→ PROVIDED DATA
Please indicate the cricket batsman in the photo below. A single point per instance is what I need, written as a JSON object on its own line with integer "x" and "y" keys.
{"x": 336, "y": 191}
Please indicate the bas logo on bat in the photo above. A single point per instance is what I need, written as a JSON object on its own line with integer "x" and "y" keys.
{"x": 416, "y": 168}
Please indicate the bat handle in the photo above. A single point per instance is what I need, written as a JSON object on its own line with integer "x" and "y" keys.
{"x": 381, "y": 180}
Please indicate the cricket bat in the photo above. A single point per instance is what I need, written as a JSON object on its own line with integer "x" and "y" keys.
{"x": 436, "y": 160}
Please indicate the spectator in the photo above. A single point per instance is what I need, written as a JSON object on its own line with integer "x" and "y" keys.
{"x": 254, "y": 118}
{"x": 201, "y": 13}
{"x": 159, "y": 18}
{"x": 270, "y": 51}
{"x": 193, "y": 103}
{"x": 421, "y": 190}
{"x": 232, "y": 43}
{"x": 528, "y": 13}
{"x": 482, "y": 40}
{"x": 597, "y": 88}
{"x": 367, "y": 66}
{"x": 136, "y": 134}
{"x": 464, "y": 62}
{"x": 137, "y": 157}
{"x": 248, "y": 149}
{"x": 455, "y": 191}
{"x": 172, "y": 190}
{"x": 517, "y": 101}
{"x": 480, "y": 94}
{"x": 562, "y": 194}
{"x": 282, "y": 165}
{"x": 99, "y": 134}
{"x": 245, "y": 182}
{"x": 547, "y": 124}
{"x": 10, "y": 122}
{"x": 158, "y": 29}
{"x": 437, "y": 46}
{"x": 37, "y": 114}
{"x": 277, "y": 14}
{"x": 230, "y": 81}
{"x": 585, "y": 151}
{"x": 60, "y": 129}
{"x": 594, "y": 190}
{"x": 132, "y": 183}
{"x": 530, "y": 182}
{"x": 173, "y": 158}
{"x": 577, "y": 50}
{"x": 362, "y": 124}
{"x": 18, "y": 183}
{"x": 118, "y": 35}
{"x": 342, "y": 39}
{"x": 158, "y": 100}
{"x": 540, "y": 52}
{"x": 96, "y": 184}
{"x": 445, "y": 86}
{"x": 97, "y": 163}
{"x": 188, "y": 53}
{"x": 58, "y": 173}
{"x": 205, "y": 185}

→ TASK DETAILS
In full and without alteration, retype the entries above.

→ OUTPUT FOR THIS EXERCISE
Please indicate the cricket batsman in the photo below. A single point per instance is what I need, written as a JSON object on its own line with integer "x" and "y" keys.
{"x": 336, "y": 191}
Please indicate the bas logo on bat in the photo above. A single point per instance is what I need, written as a JSON object on its own line with integer "x" and "y" keys.
{"x": 416, "y": 168}
Please indicate the bat handle in the photo above. A single point per instance is what I need, written as a JSON object on its own line with integer "x" and "y" keys.
{"x": 381, "y": 180}
Please indicate the cricket bat in the photo above. A single point per instance is what I need, written as a JSON object on its own line with integer "x" and "y" keys.
{"x": 436, "y": 160}
Please indicate the spectator in the photo above. A single point per instance is what I need, written as a JSON object on its own line with integer "x" and "y" keys.
{"x": 254, "y": 118}
{"x": 201, "y": 13}
{"x": 159, "y": 18}
{"x": 270, "y": 51}
{"x": 193, "y": 103}
{"x": 421, "y": 190}
{"x": 232, "y": 43}
{"x": 528, "y": 13}
{"x": 482, "y": 40}
{"x": 597, "y": 88}
{"x": 367, "y": 66}
{"x": 136, "y": 134}
{"x": 464, "y": 62}
{"x": 137, "y": 157}
{"x": 248, "y": 149}
{"x": 455, "y": 191}
{"x": 172, "y": 190}
{"x": 517, "y": 101}
{"x": 480, "y": 94}
{"x": 562, "y": 194}
{"x": 282, "y": 165}
{"x": 99, "y": 134}
{"x": 245, "y": 182}
{"x": 547, "y": 124}
{"x": 10, "y": 122}
{"x": 158, "y": 29}
{"x": 437, "y": 46}
{"x": 37, "y": 114}
{"x": 277, "y": 14}
{"x": 230, "y": 81}
{"x": 585, "y": 151}
{"x": 60, "y": 129}
{"x": 594, "y": 190}
{"x": 132, "y": 183}
{"x": 530, "y": 182}
{"x": 173, "y": 158}
{"x": 577, "y": 50}
{"x": 362, "y": 124}
{"x": 18, "y": 183}
{"x": 118, "y": 35}
{"x": 342, "y": 39}
{"x": 158, "y": 100}
{"x": 540, "y": 52}
{"x": 96, "y": 184}
{"x": 445, "y": 86}
{"x": 97, "y": 163}
{"x": 188, "y": 53}
{"x": 58, "y": 173}
{"x": 205, "y": 185}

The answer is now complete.